==== Study material ====

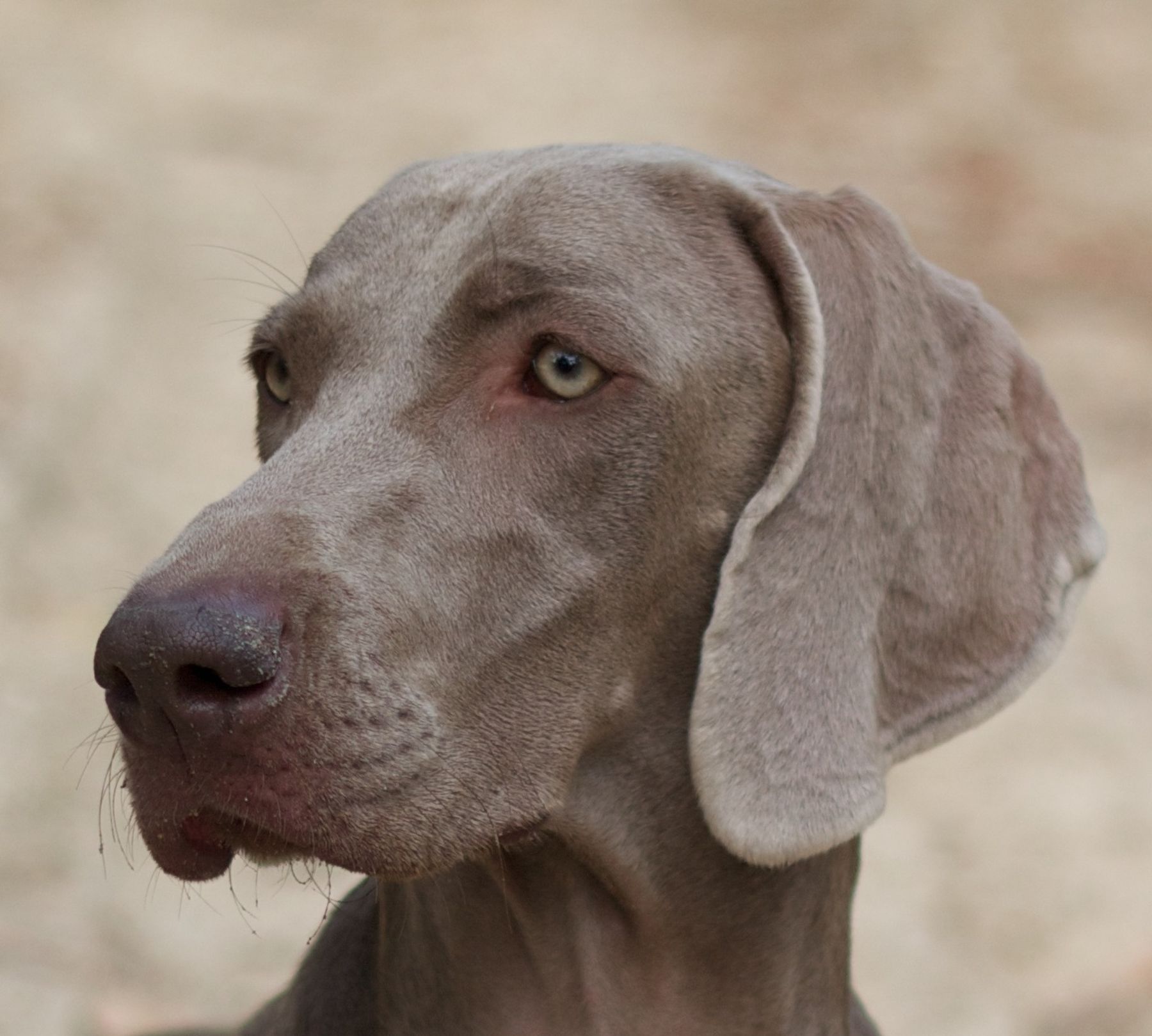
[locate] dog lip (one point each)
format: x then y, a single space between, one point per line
213 829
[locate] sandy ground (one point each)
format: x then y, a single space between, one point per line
1008 889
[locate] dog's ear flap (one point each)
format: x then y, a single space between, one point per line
913 558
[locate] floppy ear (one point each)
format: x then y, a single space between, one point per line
914 557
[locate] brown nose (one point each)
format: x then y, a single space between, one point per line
203 660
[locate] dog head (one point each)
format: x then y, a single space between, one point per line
541 430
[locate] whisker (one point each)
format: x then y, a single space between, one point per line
239 251
284 223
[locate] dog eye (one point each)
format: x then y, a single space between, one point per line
564 374
276 377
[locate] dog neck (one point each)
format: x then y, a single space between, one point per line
627 918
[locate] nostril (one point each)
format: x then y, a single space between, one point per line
119 694
200 683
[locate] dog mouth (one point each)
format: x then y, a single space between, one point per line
209 833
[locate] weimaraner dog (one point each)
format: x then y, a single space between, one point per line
623 515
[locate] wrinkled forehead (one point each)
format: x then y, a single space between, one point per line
484 233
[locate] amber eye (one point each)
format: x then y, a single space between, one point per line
276 377
564 372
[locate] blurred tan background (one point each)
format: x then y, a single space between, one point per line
1008 889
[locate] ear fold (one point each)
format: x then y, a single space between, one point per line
913 559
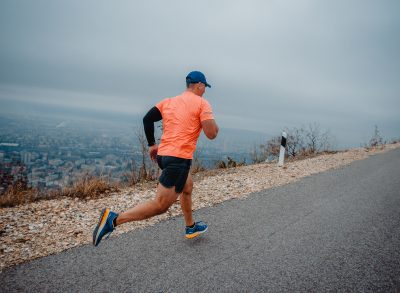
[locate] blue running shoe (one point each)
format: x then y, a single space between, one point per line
199 228
105 225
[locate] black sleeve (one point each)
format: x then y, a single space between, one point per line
152 116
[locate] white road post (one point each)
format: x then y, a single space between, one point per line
282 150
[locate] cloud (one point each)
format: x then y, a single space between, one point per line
278 63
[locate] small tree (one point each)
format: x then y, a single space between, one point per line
376 139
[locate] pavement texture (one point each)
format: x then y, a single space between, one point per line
334 231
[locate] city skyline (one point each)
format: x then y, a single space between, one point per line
271 64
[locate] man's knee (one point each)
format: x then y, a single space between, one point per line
187 190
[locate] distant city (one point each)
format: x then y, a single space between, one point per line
53 154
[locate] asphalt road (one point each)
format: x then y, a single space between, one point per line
334 231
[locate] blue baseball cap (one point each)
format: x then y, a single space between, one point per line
195 77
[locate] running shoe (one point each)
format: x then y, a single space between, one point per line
105 226
199 228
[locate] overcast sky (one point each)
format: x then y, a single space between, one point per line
271 64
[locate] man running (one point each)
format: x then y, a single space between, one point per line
184 117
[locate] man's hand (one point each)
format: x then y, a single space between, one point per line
153 153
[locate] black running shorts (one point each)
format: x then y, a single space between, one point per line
175 171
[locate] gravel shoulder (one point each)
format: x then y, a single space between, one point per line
38 229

====

:: Exercise aim ::
Give the number of lines in the entries that contain the word "blue", with no other text.

:: Response to the task ::
2